**YOUR OBJECTIVE:**
Extract the entries in their exact form.

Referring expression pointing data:
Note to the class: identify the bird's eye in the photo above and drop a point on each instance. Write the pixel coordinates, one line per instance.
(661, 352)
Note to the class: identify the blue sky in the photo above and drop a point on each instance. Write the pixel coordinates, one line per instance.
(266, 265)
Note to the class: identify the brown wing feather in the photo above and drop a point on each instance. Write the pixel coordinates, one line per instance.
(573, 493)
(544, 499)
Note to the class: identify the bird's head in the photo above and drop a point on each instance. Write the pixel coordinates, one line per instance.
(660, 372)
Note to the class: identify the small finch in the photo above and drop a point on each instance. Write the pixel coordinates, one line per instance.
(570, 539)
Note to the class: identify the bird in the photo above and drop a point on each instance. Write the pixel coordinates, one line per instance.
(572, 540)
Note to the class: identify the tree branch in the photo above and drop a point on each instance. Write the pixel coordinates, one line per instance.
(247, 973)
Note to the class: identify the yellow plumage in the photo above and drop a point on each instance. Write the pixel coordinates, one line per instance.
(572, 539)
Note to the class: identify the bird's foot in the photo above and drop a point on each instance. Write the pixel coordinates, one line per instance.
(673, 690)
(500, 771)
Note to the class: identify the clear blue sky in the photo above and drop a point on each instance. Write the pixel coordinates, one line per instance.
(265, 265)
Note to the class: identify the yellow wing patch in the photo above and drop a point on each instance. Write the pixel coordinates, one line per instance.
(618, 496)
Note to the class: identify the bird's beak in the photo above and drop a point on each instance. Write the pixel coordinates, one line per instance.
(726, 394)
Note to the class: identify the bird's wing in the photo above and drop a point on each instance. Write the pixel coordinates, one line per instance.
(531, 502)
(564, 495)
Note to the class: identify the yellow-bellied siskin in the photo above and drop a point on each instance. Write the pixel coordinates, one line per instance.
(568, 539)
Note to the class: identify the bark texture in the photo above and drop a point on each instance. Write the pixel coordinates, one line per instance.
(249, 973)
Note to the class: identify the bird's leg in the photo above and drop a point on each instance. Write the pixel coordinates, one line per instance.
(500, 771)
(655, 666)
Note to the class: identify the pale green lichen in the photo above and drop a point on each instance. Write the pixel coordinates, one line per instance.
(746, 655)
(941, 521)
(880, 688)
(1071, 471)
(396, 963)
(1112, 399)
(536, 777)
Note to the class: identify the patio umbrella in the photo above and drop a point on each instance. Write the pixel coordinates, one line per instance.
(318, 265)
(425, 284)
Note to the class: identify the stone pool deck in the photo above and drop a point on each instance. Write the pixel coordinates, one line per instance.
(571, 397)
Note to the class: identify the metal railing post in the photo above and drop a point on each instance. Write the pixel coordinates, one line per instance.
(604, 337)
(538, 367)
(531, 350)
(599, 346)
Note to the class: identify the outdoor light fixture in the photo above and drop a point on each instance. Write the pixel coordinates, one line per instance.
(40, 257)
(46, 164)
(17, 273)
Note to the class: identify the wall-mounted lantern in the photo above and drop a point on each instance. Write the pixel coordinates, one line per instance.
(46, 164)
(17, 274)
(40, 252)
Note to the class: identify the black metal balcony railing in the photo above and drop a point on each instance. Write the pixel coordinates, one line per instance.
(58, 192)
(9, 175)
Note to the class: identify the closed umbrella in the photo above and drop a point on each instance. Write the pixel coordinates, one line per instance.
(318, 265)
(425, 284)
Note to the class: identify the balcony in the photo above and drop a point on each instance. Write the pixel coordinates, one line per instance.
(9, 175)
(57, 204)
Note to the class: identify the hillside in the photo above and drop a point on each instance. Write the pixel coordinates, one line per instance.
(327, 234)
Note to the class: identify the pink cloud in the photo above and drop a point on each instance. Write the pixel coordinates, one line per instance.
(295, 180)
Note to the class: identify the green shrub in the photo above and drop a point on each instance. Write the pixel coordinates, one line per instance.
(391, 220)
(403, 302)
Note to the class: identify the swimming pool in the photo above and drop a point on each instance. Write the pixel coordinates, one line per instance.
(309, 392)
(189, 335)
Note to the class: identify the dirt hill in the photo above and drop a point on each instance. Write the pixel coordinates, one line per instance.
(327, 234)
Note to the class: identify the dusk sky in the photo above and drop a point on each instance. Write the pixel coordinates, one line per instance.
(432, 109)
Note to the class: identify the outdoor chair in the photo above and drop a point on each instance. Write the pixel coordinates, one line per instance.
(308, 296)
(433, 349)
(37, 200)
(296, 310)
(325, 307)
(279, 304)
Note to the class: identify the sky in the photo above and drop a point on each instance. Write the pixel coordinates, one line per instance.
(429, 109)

**PROBLEM SOLUTION:**
Note to the class: identify the bird's eye in the photo above and drop a point on each instance. Write the pixel coordinates, one line per instance.
(661, 352)
Note to the class: identify the blue sky in the photo above and drop a point on each instance. Write the pixel coordinates, one line per instance.
(266, 265)
Note to the class: identify the brown wing feather in the photo above and drop a point on each instance. Write the pixel coordinates, one line per instance.
(573, 493)
(544, 499)
Note to the class: identify the bird's head in the photo above and drop a point on each instance. Write the pixel coordinates, one line per instance.
(660, 372)
Note to the class: identify the small finch in the photo above and drop a point on each instance. Write the pixel coordinates, one line per instance.
(570, 539)
Note to the class: identify the bird in the photo above and drop a point on each instance. Write the pixel coordinates, one line per instance.
(572, 540)
Note to the class: identify the tree branch in the photo above and drop a point on each instance. Write the pixel coordinates, one line per instance.
(247, 973)
Note to the class: identify the yellow plumage in the photo above and drop a point on each instance. Write the pixel coordinates, one line per instance.
(572, 539)
Note to the class: identify the bird's foot in the photo above and drop a point on each instance. Write the pixel coordinates, one line per instance.
(673, 690)
(500, 771)
Note to the class: identify the clear blue sky in the photo above and drop a point on each instance. Write the pixel coordinates, one line per instance.
(265, 265)
Note to the class: identify the yellow wing patch in the photo above and drop a point on each instance. Write the pixel coordinates, one line per instance.
(618, 496)
Note to the class: identify the bird's beak in the photo above and drop a point on each instance. Write the pixel coordinates, one line per instance.
(726, 394)
Note to the class: identify the bird's wing in the photo above and drop a point on each instance. Write the pixel coordinates, one line per instance.
(531, 502)
(564, 495)
Note to the class: identify the yellow-bellied siskin in the photo above and drop a point on each instance. Write the pixel coordinates, one line per instance.
(568, 539)
Note to the class: identify the bark texture in the photo above and drop a point on each instance. Write the pixel coordinates, one line per instance.
(249, 973)
Note to the class: identify the bird's leg in the photo above and drop a point on each instance. Write the pixel coordinates, one line per instance.
(500, 771)
(655, 666)
Note to the class: identify the pale green lichen in the photo above and drop a point on each instance. Write the pixel coordinates, one line per instance.
(746, 655)
(941, 521)
(880, 688)
(1071, 471)
(396, 963)
(1112, 399)
(536, 777)
Note to the class: identify the patio umbrella in the photo above and drop a point on each instance. Write the pixel coordinates, one line per instance.
(318, 265)
(425, 284)
Note to the class: identify the stone pool deck in the photo above and drop a point on each instance. Write the pixel coordinates, one line per instance.
(571, 397)
Note to the class: identify the metal railing post in the photo above and drop a point on each instance. Write the pixel coordinates, one line per instance.
(604, 337)
(538, 367)
(531, 350)
(599, 346)
Note to the class: identify the outdoor light fixture in the photo above and drop a point on each instance. Write the pixel coordinates, one line per instance.
(40, 257)
(46, 164)
(17, 273)
Note to the class: identify the wall-mounted lantern in the photo above and drop a point on each instance. Write the pixel coordinates, one line per instance.
(46, 164)
(17, 274)
(40, 252)
Note to the class: identify the black metal balcony railing in the photo above and drop a point on each instance. Write the pixel coordinates, one line per instance.
(58, 192)
(9, 175)
Note to the class: identify the closed umbrella in the photo above and drop a point on each instance. Write the pixel coordinates, one line per instance.
(318, 265)
(425, 284)
Note to the class: identify the balcony in the photo above and drop a point on each instance. Write the pixel coordinates, one line per instance.
(9, 175)
(57, 204)
Note to the class: identify the hillside in the photo above and drop a point on each instance. Write the pixel coordinates, one line per instance.
(327, 234)
Note to the class: identify the pink cloud in the photo above and drop a point on each instance. Write the pixel coordinates, one line per instance.
(295, 180)
Note to the class: identify the green shrub in the photo above and drop a point on each instance. Write the pixel coordinates, one line per instance.
(391, 220)
(403, 302)
Note to the class: identify the swimming pool in the photo above and drop a point on each instance. Write the pixel coordinates, one line per instance.
(309, 392)
(189, 335)
Note to the class: identify the dirt hill in the photo above and drop a point on each instance. Write the pixel coordinates, one line per instance.
(327, 234)
Note to the class: identify the dusk sky in the photo above and drop a point on each instance. Write the pixel coordinates, one line per instance.
(432, 109)
Note to the class: identify the outdoor chair in the photo above and drop a point on each instance. Write the pixel coordinates, one line per instance.
(308, 296)
(433, 349)
(37, 200)
(296, 310)
(325, 307)
(279, 304)
Note to the class: identify the sky in the photo above and drop a point on each instance. Write the pixel coordinates, one line per instance.
(429, 109)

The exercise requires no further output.